- **What to produce**
In the forum thread about the National Specialty, which day's obedience trials did the obedience trial super say were full?

- **Selected passage**
Still not sure yet on my passport but the wife and Julie both have theirs.


----------



## New Golden Mom

Rufus and I (oh yeah and my husband) will be there Saturday and Sunday. We're entered in Rally O.


----------



## sterregold

Looking forward to seeing everyone! Since I'm the chair I will be at the WC, and I will also be showing in conformation on Saturday and Sunday.


----------



## The_Artful_Dodger

New Golden Mom said:


> Rufus and I (oh yeah and my husband) will be there Saturday and Sunday. We're entered in Rally O.


I sent in a form to sign Dodger up for Rally-O too! (hoping the form gets to where its supposed to go and I filled it out correctly or I will be so dissappointed). It'll be his first time competing. It will also be my first time competing in any type of dog competition, so I'm a bit nervous but excited!


----------



## AmbikaGR

It appears obedience is full both days so we will not be going. I am sick over this as I have been looking forward to this for over a year.


----------



## Goldenz2

Hank,

I'm so sorry, you must be so dissapointed. 

I will be going up for a few days and would have liked to meet you.


----------



## New Golden Mom

The_Artful_Dodger said:


> I sent in a form to sign Dodger up for Rally-O too! (hoping the form gets to where its supposed to go and I filled it out correctly or I will be so dissappointed). It'll be his first time competing. It will also be my first time competing in any type of dog competition, so I'm a bit nervous but excited!


We did Rally Novice at the end of April and it was my first time too (and Rufus')...I was SO scared but he did great..he even got top mark! Enjoy yourselves!!


----------



## The_Artful_Dodger

AmbikaGR said:


> It appears obedience is full both days so we will not be going. I am sick over this as I have been looking forward to this for over a year.


That's too bad. Did you try calling? Apparently, as of a few minutes ago anyways, there is about 30 minutes of time left on the sunday for obedience/rally. Since I mailed my entry doh and they haven't even got it yet, they let me fax in a new entry to get Dodger in for rally on the Sunday.


----------



## AmbikaGR

I was on the phone 9 AM this morning with the obedience triall super. He told me Saturday's trials are full and there was some room left on Sunday. But one day of obedience is of little use so unless we get in Saturday from the wait list we will not be entering Sunday.
To top it off today when I called to give the credit card info for the agility trials to the event secretry she informed me that it was likely the Thursday trials would be canceled due to a small entry. So I informed her we did not want the Friday entries if the Thursday trials are canceled. 
We did get in to the WC but it is not worth going for just this. So it looks highly unlikely I will be making this trip that I had been planning on since last year. :no:

Very disappointing, especially for a National Specialty.

- **Raw records**
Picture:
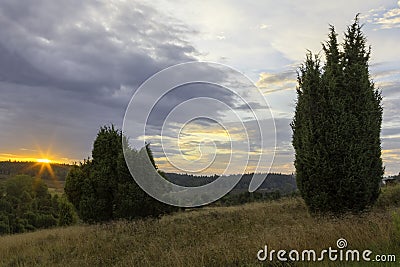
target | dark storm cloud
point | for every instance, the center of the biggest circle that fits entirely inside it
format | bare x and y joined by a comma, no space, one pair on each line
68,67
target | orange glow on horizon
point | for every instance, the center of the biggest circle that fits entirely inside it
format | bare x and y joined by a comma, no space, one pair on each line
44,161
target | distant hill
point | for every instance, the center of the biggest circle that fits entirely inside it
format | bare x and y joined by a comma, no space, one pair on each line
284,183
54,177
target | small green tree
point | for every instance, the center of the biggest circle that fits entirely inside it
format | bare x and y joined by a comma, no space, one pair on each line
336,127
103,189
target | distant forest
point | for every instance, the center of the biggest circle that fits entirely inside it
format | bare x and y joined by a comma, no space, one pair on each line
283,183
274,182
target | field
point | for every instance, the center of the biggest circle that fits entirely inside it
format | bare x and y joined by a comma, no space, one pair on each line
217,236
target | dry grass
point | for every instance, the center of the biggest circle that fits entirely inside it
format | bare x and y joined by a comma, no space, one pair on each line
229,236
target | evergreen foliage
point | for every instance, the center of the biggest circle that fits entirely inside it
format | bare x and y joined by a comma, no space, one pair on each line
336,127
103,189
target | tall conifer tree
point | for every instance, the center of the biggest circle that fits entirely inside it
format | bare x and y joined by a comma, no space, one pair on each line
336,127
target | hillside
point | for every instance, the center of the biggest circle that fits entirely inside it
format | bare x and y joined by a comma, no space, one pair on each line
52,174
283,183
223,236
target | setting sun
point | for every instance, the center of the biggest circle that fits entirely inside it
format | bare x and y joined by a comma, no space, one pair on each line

- **Result of the exercise**
Saturday's trials were full.